**Questions on the material:**
**a.** Rewrite the reproducibility entry for LANCE between "Authors: Viraj Prabhu, Sriram" and "(Section 4 introduction)", inclusive, switching each "diverse" to "varied".
**b.** According to the reproducibility entry for LANCE, what license is the Image Net dataset distributed under?

**Reading passage:**
Reproducibility Index

Notice: The reproducibility variables underlying each score are classified using an automated LLM-based pipeline, validated against a manually labeled dataset. LLM-based classification introduces uncertainty and potential bias; scores should be interpreted as estimates. Full accuracy metrics and methodology are described in Coakley et alK. L. Coakley, T. Snelleman, H. Hoos, and O. E. Gundersen, "The embrace of open science: An analysis of a decade of AI research and 56 800 conference papers," Under Review, 2026..

LANCE: Stress-testing Visual Models by Generating Language-guided Counterfactual Images

Authors: Viraj Prabhu, Sriram Yenamandra, Prithvijit Chattopadhyay, Judy Hoffman

NeurIPS 2023 | Venue PDF | LLM Run Details

Reproducibility Variable	Result	LLM Response
Research Type	Experimental	We benchmark the performance of a diverse set of pretrained models on our generated data and observe significant and consistent performance drops. We further analyze model sensitivity across different types of edits, and demonstrate its applicability at surfacing previously unknown class-level model biases in Image Net. (Abstract) In Section 4.1, we overview our experimental setup, describing the data, metrics, baselines, and implementation details used. Next, we present our results (Section 4.2), comparing the performance of a diverse set of pretrained models on the subset of the Image Net test set, and on our generated counterfactual test sets. (Section 4 introduction)
Researcher Affiliation	Academia	Viraj Prabhu Sriram Yenamandra Prithvijit Chattopadhyay Judy Hoffman Georgia Institute of Technology EMAIL
Pseudocode	Yes	Algorithm 1 Generating Language-guided Counterfactual Images (Page 5)
Open Source Code	Yes	Code: https://github.com/virajprabhu/lance. (Abstract)
Open Datasets	Yes	Dataset. We evaluate LANCE on a subset of the Image Net [2] validation set. (Section 4.1) All source images belong to the Image Net dataset [2], which is distributed under a BSD-3 license that permits research and commercial use. (Appendix A)

**Data for analysis:**
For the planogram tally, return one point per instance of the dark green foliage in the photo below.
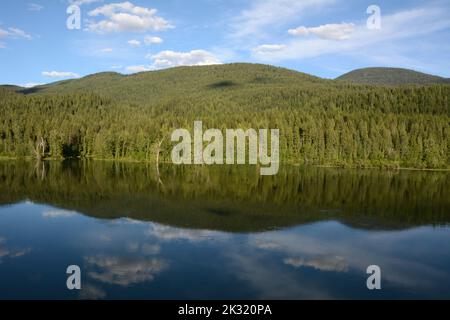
(391, 76)
(321, 122)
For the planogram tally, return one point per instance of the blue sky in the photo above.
(321, 37)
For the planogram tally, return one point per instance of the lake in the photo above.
(221, 232)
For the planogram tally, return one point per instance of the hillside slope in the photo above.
(391, 76)
(180, 81)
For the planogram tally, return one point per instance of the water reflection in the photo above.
(215, 233)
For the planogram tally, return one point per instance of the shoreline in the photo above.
(6, 158)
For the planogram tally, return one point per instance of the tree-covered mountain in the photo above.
(321, 122)
(391, 76)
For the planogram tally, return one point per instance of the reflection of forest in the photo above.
(234, 199)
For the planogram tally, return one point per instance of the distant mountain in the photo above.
(391, 76)
(181, 81)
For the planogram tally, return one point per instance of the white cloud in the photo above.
(400, 26)
(152, 40)
(126, 17)
(31, 85)
(134, 43)
(322, 263)
(269, 48)
(35, 7)
(140, 68)
(169, 59)
(17, 33)
(58, 214)
(83, 2)
(14, 33)
(265, 14)
(59, 74)
(124, 272)
(341, 31)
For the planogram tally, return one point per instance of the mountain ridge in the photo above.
(221, 76)
(391, 76)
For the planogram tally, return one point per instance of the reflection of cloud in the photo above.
(11, 253)
(270, 280)
(91, 292)
(359, 249)
(150, 249)
(323, 263)
(123, 271)
(58, 214)
(146, 248)
(171, 234)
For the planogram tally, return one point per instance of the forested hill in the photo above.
(391, 76)
(202, 80)
(321, 122)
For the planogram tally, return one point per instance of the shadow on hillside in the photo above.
(223, 84)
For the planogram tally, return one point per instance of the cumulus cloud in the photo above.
(165, 233)
(262, 14)
(11, 253)
(35, 7)
(323, 263)
(91, 292)
(364, 41)
(58, 214)
(83, 2)
(335, 31)
(60, 74)
(14, 33)
(168, 59)
(268, 48)
(124, 272)
(139, 68)
(134, 43)
(152, 40)
(126, 17)
(31, 84)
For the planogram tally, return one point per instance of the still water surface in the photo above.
(221, 233)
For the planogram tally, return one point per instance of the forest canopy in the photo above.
(321, 122)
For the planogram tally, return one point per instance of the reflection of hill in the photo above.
(232, 199)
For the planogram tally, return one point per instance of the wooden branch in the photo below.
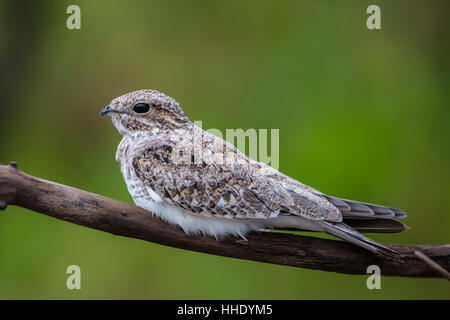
(119, 218)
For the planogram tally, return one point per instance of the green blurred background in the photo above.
(362, 115)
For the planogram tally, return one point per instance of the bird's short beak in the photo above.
(106, 110)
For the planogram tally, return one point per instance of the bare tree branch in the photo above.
(119, 218)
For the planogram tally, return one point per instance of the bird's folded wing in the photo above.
(235, 187)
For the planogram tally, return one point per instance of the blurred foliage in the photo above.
(362, 115)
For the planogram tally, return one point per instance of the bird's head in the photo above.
(144, 110)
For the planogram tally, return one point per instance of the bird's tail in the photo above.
(344, 232)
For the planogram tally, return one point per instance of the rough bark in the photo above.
(119, 218)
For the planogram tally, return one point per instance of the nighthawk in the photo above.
(203, 184)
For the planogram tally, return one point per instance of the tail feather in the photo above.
(343, 231)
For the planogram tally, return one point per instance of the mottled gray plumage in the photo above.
(205, 185)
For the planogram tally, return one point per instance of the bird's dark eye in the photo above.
(141, 108)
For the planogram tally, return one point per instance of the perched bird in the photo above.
(203, 184)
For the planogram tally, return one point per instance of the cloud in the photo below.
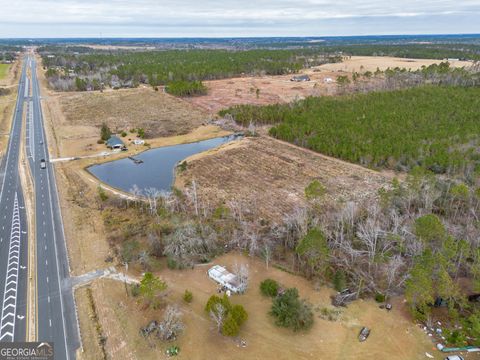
(234, 18)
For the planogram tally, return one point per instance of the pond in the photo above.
(153, 168)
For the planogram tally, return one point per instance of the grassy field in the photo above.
(264, 90)
(432, 126)
(393, 335)
(282, 172)
(4, 70)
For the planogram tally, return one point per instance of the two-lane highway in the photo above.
(56, 320)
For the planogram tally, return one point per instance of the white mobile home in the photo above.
(226, 278)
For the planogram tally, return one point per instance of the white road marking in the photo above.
(9, 308)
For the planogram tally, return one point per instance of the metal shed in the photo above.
(226, 278)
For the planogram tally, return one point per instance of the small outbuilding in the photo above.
(115, 143)
(300, 78)
(226, 279)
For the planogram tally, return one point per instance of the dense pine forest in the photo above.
(128, 69)
(430, 126)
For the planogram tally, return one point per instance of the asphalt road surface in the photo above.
(13, 233)
(55, 315)
(56, 320)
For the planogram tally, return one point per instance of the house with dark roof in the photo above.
(300, 78)
(115, 143)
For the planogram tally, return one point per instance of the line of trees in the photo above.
(173, 68)
(435, 127)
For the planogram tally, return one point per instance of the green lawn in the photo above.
(4, 70)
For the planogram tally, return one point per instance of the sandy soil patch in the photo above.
(270, 176)
(7, 103)
(371, 63)
(393, 335)
(279, 89)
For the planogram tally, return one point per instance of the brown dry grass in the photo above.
(393, 335)
(278, 89)
(7, 103)
(270, 176)
(77, 117)
(158, 113)
(371, 63)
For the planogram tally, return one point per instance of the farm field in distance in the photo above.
(434, 127)
(4, 70)
(265, 180)
(279, 89)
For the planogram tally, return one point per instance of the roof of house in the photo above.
(301, 77)
(222, 275)
(114, 140)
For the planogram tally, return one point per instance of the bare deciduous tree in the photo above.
(171, 326)
(218, 316)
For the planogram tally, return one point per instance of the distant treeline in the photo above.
(128, 69)
(8, 52)
(434, 127)
(416, 51)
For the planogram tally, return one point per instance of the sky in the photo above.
(235, 18)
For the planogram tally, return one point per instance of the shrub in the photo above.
(291, 312)
(188, 296)
(135, 290)
(269, 287)
(315, 190)
(230, 326)
(233, 315)
(182, 166)
(239, 314)
(105, 132)
(339, 280)
(101, 193)
(172, 264)
(330, 314)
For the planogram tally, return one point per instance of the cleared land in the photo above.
(79, 116)
(270, 176)
(8, 79)
(4, 70)
(279, 89)
(393, 336)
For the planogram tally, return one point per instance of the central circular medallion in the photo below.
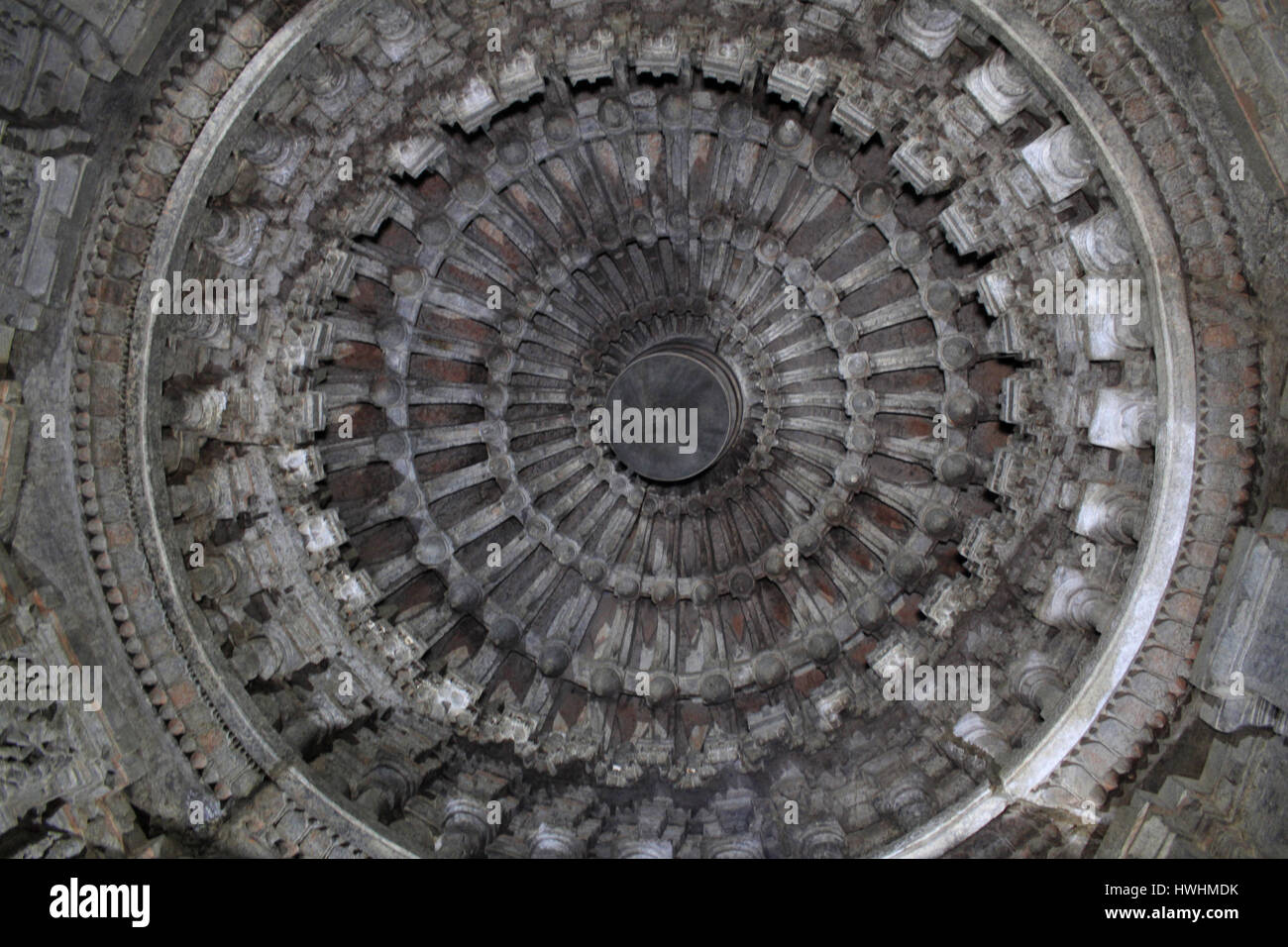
(671, 412)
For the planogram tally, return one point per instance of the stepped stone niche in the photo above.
(948, 522)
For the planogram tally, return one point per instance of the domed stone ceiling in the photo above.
(378, 574)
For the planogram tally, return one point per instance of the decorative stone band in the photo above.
(1173, 474)
(284, 52)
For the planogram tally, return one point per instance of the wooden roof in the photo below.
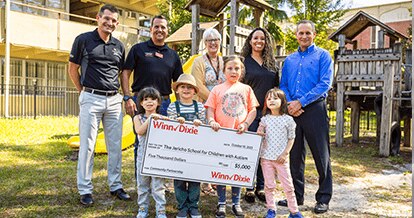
(183, 35)
(358, 23)
(92, 6)
(212, 8)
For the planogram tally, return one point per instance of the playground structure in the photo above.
(364, 75)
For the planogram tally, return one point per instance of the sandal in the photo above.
(208, 190)
(249, 197)
(261, 195)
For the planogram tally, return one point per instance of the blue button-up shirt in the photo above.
(307, 76)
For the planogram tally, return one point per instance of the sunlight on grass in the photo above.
(38, 175)
(30, 132)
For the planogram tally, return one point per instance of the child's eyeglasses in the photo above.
(212, 40)
(186, 86)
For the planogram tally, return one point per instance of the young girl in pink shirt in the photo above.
(278, 128)
(231, 104)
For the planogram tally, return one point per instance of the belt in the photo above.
(100, 92)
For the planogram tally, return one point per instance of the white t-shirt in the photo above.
(279, 129)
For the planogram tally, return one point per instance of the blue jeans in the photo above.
(235, 194)
(187, 194)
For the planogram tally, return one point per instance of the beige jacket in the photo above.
(199, 73)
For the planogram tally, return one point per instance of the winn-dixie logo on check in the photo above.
(180, 128)
(234, 177)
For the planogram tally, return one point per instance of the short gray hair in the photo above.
(211, 32)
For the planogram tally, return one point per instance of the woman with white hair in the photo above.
(208, 72)
(208, 68)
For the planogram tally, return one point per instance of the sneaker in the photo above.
(270, 214)
(260, 195)
(194, 213)
(296, 215)
(237, 211)
(249, 197)
(182, 213)
(142, 212)
(221, 211)
(161, 214)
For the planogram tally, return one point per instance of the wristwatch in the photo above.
(126, 98)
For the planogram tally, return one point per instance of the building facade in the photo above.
(35, 40)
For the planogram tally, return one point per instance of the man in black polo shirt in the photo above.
(100, 58)
(154, 64)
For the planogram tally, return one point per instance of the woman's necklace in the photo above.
(214, 68)
(258, 59)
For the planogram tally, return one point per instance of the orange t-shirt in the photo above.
(231, 103)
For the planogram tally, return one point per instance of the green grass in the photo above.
(38, 173)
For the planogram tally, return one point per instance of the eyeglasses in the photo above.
(184, 86)
(212, 40)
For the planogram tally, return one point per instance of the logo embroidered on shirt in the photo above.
(233, 104)
(149, 54)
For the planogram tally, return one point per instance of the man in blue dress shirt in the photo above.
(306, 78)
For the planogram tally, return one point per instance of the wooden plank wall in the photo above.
(369, 72)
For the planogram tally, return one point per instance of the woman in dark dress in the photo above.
(262, 75)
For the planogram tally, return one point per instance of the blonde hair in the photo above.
(230, 58)
(211, 33)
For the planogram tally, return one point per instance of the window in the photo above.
(373, 36)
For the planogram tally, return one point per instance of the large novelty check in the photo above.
(187, 152)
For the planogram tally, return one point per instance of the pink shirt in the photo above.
(232, 103)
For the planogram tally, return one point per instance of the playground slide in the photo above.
(128, 136)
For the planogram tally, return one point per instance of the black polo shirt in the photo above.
(100, 62)
(260, 79)
(153, 66)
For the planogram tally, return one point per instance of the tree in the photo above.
(177, 16)
(324, 13)
(271, 18)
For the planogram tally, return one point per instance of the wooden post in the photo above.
(340, 96)
(233, 23)
(407, 131)
(195, 24)
(339, 138)
(258, 16)
(355, 115)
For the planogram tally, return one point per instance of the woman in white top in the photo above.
(208, 68)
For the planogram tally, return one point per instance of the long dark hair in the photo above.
(148, 92)
(268, 56)
(280, 94)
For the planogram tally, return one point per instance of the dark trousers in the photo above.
(259, 174)
(313, 125)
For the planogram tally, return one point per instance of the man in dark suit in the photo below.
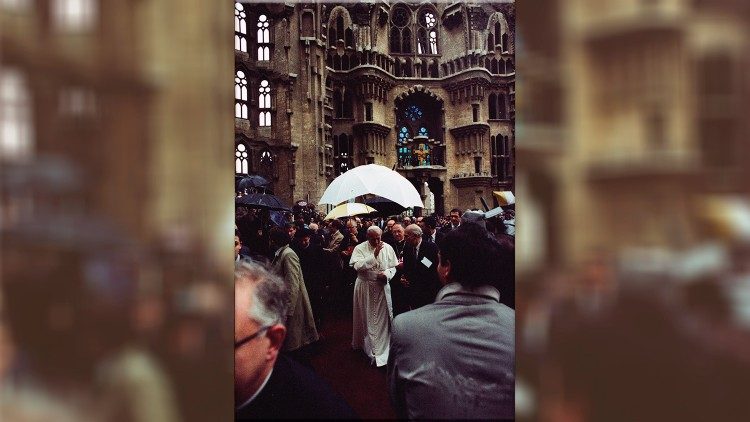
(267, 384)
(455, 358)
(420, 268)
(455, 221)
(399, 297)
(430, 231)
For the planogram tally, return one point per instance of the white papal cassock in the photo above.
(371, 325)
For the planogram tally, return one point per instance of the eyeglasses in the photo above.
(250, 338)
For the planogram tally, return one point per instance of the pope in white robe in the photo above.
(375, 262)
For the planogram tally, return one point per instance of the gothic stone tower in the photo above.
(427, 88)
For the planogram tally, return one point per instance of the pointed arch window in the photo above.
(400, 34)
(264, 104)
(241, 159)
(498, 106)
(340, 27)
(240, 28)
(264, 38)
(240, 95)
(16, 125)
(427, 32)
(343, 152)
(338, 104)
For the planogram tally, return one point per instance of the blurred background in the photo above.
(633, 289)
(116, 210)
(116, 179)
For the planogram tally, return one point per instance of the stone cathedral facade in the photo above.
(425, 88)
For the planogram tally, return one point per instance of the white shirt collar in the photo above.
(262, 386)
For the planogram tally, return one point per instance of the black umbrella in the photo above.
(253, 181)
(384, 206)
(261, 200)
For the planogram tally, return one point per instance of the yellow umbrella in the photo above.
(347, 209)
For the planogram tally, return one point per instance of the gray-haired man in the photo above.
(267, 384)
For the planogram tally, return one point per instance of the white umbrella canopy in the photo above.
(348, 209)
(372, 179)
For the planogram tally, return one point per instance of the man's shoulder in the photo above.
(312, 394)
(417, 318)
(295, 392)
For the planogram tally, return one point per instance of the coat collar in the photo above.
(456, 289)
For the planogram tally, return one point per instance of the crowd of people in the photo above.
(431, 301)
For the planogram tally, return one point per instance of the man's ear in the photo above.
(276, 335)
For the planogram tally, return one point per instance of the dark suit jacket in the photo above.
(423, 281)
(439, 235)
(295, 392)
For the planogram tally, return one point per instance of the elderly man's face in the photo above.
(374, 238)
(398, 232)
(251, 357)
(412, 239)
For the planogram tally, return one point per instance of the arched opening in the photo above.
(419, 114)
(332, 36)
(340, 27)
(349, 38)
(434, 69)
(338, 104)
(308, 28)
(406, 41)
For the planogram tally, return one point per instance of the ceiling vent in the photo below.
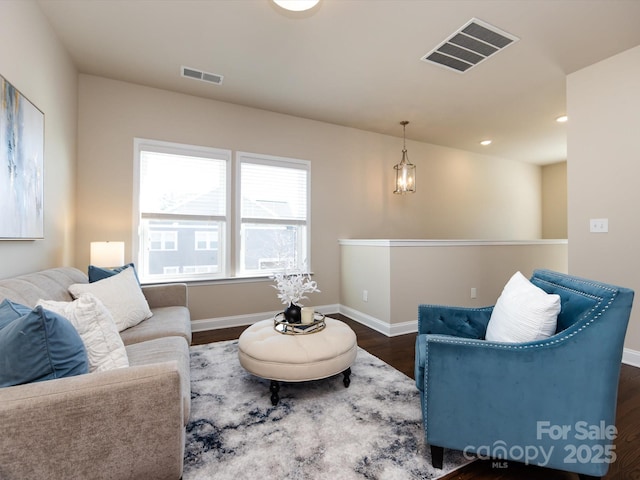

**Task answers:**
**a.**
Authors: Viraj Prabhu, Sriram Yenamandra, Prithvijit Chattopadhyay, Judy Hoffman

NeurIPS 2023 | Venue PDF | LLM Run Details

Reproducibility Variable	Result	LLM Response
Research Type	Experimental	We benchmark the performance of a varied set of pretrained models on our generated data and observe significant and consistent performance drops. We further analyze model sensitivity across different types of edits, and demonstrate its applicability at surfacing previously unknown class-level model biases in Image Net. (Abstract) In Section 4.1, we overview our experimental setup, describing the data, metrics, baselines, and implementation details used. Next, we present our results (Section 4.2), comparing the performance of a varied set of pretrained models on the subset of the Image Net test set, and on our generated counterfactual test sets. (Section 4 introduction)

**b.** A BSD-3 license, which permits research and commercial use.